%%

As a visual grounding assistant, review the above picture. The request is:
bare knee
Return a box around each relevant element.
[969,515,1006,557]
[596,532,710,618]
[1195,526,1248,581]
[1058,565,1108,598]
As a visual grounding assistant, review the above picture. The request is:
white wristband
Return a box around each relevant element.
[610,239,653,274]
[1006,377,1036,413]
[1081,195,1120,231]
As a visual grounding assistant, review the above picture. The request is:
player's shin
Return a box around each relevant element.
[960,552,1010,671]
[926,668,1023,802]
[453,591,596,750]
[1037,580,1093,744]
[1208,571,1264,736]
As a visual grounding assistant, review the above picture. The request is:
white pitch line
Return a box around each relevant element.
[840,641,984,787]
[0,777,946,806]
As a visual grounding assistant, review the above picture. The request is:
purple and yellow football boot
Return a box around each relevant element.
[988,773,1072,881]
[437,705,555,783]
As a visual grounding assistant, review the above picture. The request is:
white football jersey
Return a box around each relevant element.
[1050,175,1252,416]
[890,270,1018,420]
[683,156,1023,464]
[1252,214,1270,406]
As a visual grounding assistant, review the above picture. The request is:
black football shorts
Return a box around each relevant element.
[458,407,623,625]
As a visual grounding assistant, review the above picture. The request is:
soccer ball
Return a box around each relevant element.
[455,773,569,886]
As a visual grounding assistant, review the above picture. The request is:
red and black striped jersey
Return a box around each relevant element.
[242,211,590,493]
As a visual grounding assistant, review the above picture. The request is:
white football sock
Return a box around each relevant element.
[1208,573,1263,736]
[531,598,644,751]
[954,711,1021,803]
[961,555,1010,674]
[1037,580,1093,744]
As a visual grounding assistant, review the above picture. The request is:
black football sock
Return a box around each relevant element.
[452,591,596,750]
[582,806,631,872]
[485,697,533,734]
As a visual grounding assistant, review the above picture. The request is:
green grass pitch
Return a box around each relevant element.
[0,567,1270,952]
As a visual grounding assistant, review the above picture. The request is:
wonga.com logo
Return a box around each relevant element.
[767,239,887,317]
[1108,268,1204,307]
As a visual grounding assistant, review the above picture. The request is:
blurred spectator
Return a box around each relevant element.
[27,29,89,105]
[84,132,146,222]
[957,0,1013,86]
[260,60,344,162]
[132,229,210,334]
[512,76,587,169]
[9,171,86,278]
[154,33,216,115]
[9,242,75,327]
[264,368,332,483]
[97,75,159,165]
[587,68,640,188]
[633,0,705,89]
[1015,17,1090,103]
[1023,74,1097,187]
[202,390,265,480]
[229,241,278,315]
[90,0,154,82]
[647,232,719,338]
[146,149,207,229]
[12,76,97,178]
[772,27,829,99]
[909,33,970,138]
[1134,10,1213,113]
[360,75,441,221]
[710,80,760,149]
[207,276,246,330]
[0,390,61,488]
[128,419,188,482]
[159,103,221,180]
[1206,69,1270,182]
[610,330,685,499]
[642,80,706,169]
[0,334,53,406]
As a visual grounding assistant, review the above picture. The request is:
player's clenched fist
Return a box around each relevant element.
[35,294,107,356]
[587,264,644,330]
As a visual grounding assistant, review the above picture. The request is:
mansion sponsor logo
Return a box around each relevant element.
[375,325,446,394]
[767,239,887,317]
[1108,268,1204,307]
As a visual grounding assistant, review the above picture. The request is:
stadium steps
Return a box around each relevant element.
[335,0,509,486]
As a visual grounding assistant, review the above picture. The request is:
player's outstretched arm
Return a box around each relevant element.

%%

Starting at the beginning of the records and going on through the line with "[1058,565,1108,598]", rewrite those records as a two-column CSV with the columns text and answer. Give one row for each text and its answer, with each value in a single quoted field and line breaks replaced by spaces.

• _Result for this exercise_
text,answer
"As a visual grounding assistant, review the above picture. The request is: bare knee Return a box around each relevant element.","[969,515,1006,557] [596,532,710,618] [1195,526,1248,581] [1058,565,1108,598]"